● **WORK TO COMPLETE**
1 > Transcribe everything in the port-vax mailing list message from "Love it ;-)" down to "with some validity.".
2 > Report only the number of lines in the records that contain the string "bank", counting matches with the same case only.
-- start TEXT SEGMENT --
Subject: Re: VaxStation 4000 model 60
To: None <port-vax@NetBSD.ORG>
From: Allison J Parent <allisonp@world.std.com>
List: port-vax
Date: 01/10/1998 14:55:16
<Right.  Total size and weight is the best indicator, at least for those o
<this list.  I think we should get back to the "my VAX weighs more than yo
<VAX" arguments and leave Intel completely out of it.

Love it ;-)

Actually all but one of the vaxen I have (3100m76 pizza box and VS2000s)
are quite small and light by PC standards and even that ba123 is not that 
bad.

Actually since few if ever have run a vax truly standalone in a real time 
OS it's hard to compare a PC to a VAX regardless of the year it was made.

I don't feel the 386 or it's faster cousins are bad, only that the PC 
archetecture is less able to exploit that speed and may even prove to 
be a bottleneck. The same has been said about Q-bus with some validity.
A BI bus cvax will clearly outrun the Q-bus counterpart.  Therein lies
one difference, performance scalability while remaining within a given 
CPU.
-- end TEXT SEGMENT --
-- start AVAILABLE DATA --
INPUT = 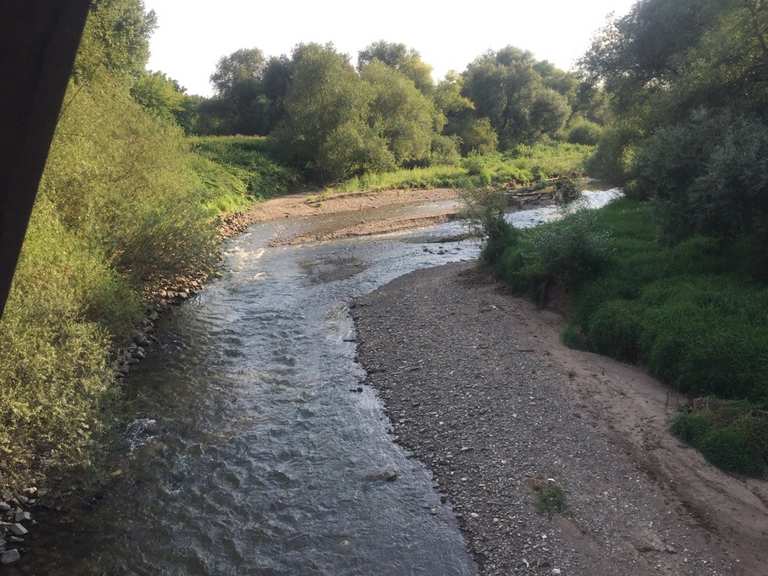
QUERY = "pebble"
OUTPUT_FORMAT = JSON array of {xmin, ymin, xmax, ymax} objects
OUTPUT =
[
  {"xmin": 13, "ymin": 510, "xmax": 32, "ymax": 522},
  {"xmin": 0, "ymin": 548, "xmax": 21, "ymax": 564},
  {"xmin": 8, "ymin": 522, "xmax": 29, "ymax": 536}
]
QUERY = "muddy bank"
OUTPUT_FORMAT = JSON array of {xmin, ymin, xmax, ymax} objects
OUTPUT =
[
  {"xmin": 223, "ymin": 188, "xmax": 459, "ymax": 236},
  {"xmin": 353, "ymin": 264, "xmax": 768, "ymax": 576}
]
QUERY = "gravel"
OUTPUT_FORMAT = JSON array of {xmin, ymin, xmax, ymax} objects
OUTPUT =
[{"xmin": 352, "ymin": 264, "xmax": 741, "ymax": 576}]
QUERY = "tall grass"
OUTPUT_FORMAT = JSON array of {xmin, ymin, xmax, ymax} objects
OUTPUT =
[
  {"xmin": 493, "ymin": 199, "xmax": 768, "ymax": 473},
  {"xmin": 189, "ymin": 136, "xmax": 303, "ymax": 199},
  {"xmin": 0, "ymin": 76, "xmax": 252, "ymax": 489}
]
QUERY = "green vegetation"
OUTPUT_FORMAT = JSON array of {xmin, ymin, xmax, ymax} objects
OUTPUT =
[
  {"xmin": 189, "ymin": 136, "xmax": 302, "ymax": 200},
  {"xmin": 326, "ymin": 142, "xmax": 593, "ymax": 193},
  {"xmin": 535, "ymin": 481, "xmax": 568, "ymax": 518},
  {"xmin": 192, "ymin": 41, "xmax": 607, "ymax": 183},
  {"xmin": 485, "ymin": 0, "xmax": 768, "ymax": 475},
  {"xmin": 486, "ymin": 199, "xmax": 768, "ymax": 473},
  {"xmin": 0, "ymin": 0, "xmax": 284, "ymax": 488},
  {"xmin": 672, "ymin": 398, "xmax": 768, "ymax": 476}
]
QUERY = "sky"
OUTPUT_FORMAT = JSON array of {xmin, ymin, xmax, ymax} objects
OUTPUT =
[{"xmin": 144, "ymin": 0, "xmax": 635, "ymax": 96}]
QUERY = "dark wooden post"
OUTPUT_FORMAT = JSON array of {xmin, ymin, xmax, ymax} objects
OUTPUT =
[{"xmin": 0, "ymin": 0, "xmax": 90, "ymax": 315}]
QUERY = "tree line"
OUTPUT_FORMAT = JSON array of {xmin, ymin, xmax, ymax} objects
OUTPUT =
[
  {"xmin": 133, "ymin": 41, "xmax": 609, "ymax": 182},
  {"xmin": 581, "ymin": 0, "xmax": 768, "ymax": 270}
]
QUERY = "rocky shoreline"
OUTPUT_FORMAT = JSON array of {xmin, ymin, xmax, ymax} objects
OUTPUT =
[{"xmin": 352, "ymin": 264, "xmax": 752, "ymax": 576}]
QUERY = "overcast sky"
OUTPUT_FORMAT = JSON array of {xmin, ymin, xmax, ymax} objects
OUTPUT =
[{"xmin": 145, "ymin": 0, "xmax": 634, "ymax": 96}]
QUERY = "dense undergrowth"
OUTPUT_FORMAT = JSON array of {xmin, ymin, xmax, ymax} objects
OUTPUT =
[
  {"xmin": 485, "ymin": 199, "xmax": 768, "ymax": 475},
  {"xmin": 326, "ymin": 141, "xmax": 593, "ymax": 193},
  {"xmin": 189, "ymin": 136, "xmax": 302, "ymax": 199}
]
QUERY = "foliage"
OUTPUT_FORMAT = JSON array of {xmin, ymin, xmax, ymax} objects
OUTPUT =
[
  {"xmin": 211, "ymin": 48, "xmax": 265, "ymax": 95},
  {"xmin": 131, "ymin": 72, "xmax": 191, "ymax": 129},
  {"xmin": 463, "ymin": 47, "xmax": 571, "ymax": 148},
  {"xmin": 357, "ymin": 40, "xmax": 434, "ymax": 94},
  {"xmin": 40, "ymin": 76, "xmax": 219, "ymax": 279},
  {"xmin": 275, "ymin": 44, "xmax": 394, "ymax": 181},
  {"xmin": 536, "ymin": 482, "xmax": 568, "ymax": 517},
  {"xmin": 360, "ymin": 59, "xmax": 444, "ymax": 166},
  {"xmin": 566, "ymin": 116, "xmax": 603, "ymax": 146},
  {"xmin": 672, "ymin": 398, "xmax": 768, "ymax": 476},
  {"xmin": 327, "ymin": 143, "xmax": 592, "ymax": 192},
  {"xmin": 582, "ymin": 0, "xmax": 768, "ymax": 248},
  {"xmin": 499, "ymin": 210, "xmax": 611, "ymax": 300},
  {"xmin": 587, "ymin": 123, "xmax": 640, "ymax": 186},
  {"xmin": 190, "ymin": 136, "xmax": 302, "ymax": 199},
  {"xmin": 0, "ymin": 199, "xmax": 135, "ymax": 487},
  {"xmin": 486, "ymin": 199, "xmax": 768, "ymax": 473},
  {"xmin": 73, "ymin": 0, "xmax": 157, "ymax": 82},
  {"xmin": 464, "ymin": 188, "xmax": 518, "ymax": 264},
  {"xmin": 0, "ymin": 0, "xmax": 248, "ymax": 488},
  {"xmin": 633, "ymin": 111, "xmax": 768, "ymax": 252}
]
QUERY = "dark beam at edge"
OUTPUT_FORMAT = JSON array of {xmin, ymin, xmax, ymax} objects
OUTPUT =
[{"xmin": 0, "ymin": 0, "xmax": 90, "ymax": 316}]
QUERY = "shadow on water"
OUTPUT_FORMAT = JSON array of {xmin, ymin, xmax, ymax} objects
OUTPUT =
[{"xmin": 21, "ymin": 193, "xmax": 610, "ymax": 576}]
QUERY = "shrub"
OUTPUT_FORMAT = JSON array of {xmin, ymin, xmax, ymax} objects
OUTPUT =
[
  {"xmin": 0, "ymin": 198, "xmax": 134, "ymax": 487},
  {"xmin": 430, "ymin": 134, "xmax": 461, "ymax": 164},
  {"xmin": 528, "ymin": 210, "xmax": 611, "ymax": 288},
  {"xmin": 40, "ymin": 76, "xmax": 215, "ymax": 280}
]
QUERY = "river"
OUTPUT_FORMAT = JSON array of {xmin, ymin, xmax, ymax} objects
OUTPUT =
[{"xmin": 20, "ymin": 191, "xmax": 617, "ymax": 576}]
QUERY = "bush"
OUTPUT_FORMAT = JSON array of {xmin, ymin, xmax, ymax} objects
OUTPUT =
[
  {"xmin": 672, "ymin": 398, "xmax": 768, "ymax": 477},
  {"xmin": 40, "ymin": 76, "xmax": 215, "ymax": 280},
  {"xmin": 522, "ymin": 210, "xmax": 610, "ymax": 288},
  {"xmin": 458, "ymin": 118, "xmax": 499, "ymax": 154},
  {"xmin": 190, "ymin": 136, "xmax": 303, "ymax": 199},
  {"xmin": 566, "ymin": 118, "xmax": 603, "ymax": 146},
  {"xmin": 587, "ymin": 300, "xmax": 641, "ymax": 362},
  {"xmin": 587, "ymin": 124, "xmax": 641, "ymax": 186},
  {"xmin": 0, "ymin": 198, "xmax": 136, "ymax": 487},
  {"xmin": 430, "ymin": 134, "xmax": 461, "ymax": 164}
]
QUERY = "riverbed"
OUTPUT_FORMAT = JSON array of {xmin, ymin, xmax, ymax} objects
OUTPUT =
[{"xmin": 14, "ymin": 191, "xmax": 617, "ymax": 576}]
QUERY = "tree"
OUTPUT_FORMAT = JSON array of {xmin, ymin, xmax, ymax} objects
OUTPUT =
[
  {"xmin": 463, "ymin": 46, "xmax": 571, "ymax": 147},
  {"xmin": 73, "ymin": 0, "xmax": 157, "ymax": 82},
  {"xmin": 275, "ymin": 44, "xmax": 394, "ymax": 181},
  {"xmin": 357, "ymin": 40, "xmax": 434, "ymax": 94},
  {"xmin": 131, "ymin": 72, "xmax": 186, "ymax": 122},
  {"xmin": 360, "ymin": 59, "xmax": 445, "ymax": 165},
  {"xmin": 211, "ymin": 48, "xmax": 265, "ymax": 96}
]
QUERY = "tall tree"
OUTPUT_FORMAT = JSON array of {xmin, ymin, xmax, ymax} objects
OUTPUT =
[
  {"xmin": 357, "ymin": 40, "xmax": 434, "ymax": 94},
  {"xmin": 464, "ymin": 46, "xmax": 571, "ymax": 147},
  {"xmin": 360, "ymin": 59, "xmax": 445, "ymax": 165},
  {"xmin": 211, "ymin": 48, "xmax": 265, "ymax": 96}
]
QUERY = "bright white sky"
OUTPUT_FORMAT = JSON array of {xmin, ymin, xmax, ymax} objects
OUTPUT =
[{"xmin": 144, "ymin": 0, "xmax": 635, "ymax": 96}]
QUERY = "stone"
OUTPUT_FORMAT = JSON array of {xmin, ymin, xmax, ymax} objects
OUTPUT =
[
  {"xmin": 8, "ymin": 522, "xmax": 29, "ymax": 536},
  {"xmin": 13, "ymin": 510, "xmax": 32, "ymax": 522},
  {"xmin": 0, "ymin": 548, "xmax": 21, "ymax": 564}
]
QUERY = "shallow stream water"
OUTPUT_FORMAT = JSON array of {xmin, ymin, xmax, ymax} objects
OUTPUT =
[{"xmin": 22, "ymin": 191, "xmax": 617, "ymax": 576}]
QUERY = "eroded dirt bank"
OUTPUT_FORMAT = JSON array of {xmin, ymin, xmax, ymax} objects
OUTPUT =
[
  {"xmin": 353, "ymin": 264, "xmax": 768, "ymax": 576},
  {"xmin": 224, "ymin": 188, "xmax": 459, "ymax": 236}
]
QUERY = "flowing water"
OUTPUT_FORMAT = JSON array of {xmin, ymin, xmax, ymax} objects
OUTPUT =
[{"xmin": 23, "ymin": 191, "xmax": 616, "ymax": 576}]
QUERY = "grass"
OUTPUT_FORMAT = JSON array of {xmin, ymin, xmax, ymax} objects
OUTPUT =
[
  {"xmin": 492, "ymin": 199, "xmax": 768, "ymax": 475},
  {"xmin": 189, "ymin": 136, "xmax": 302, "ymax": 200},
  {"xmin": 325, "ymin": 143, "xmax": 592, "ymax": 194},
  {"xmin": 534, "ymin": 481, "xmax": 568, "ymax": 517}
]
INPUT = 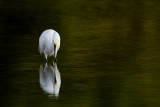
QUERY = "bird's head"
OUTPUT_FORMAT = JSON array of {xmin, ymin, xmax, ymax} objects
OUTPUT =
[{"xmin": 53, "ymin": 32, "xmax": 60, "ymax": 61}]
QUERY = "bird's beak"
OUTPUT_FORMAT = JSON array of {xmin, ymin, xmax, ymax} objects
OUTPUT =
[{"xmin": 54, "ymin": 43, "xmax": 57, "ymax": 62}]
-- end AVAILABLE DATA --
● **RESULTS OF THE TASKS**
1 >
Love it ;-)

Actually all but one of the vaxen I have (3100m76 pizza box and VS2000s)
are quite small and light by PC standards and even that ba123 is not that 
bad.

Actually since few if ever have run a vax truly standalone in a real time 
OS it's hard to compare a PC to a VAX regardless of the year it was made.

I don't feel the 386 or it's faster cousins are bad, only that the PC 
archetecture is less able to exploit that speed and may even prove to 
be a bottleneck. The same has been said about Q-bus with some validity.

2 > 2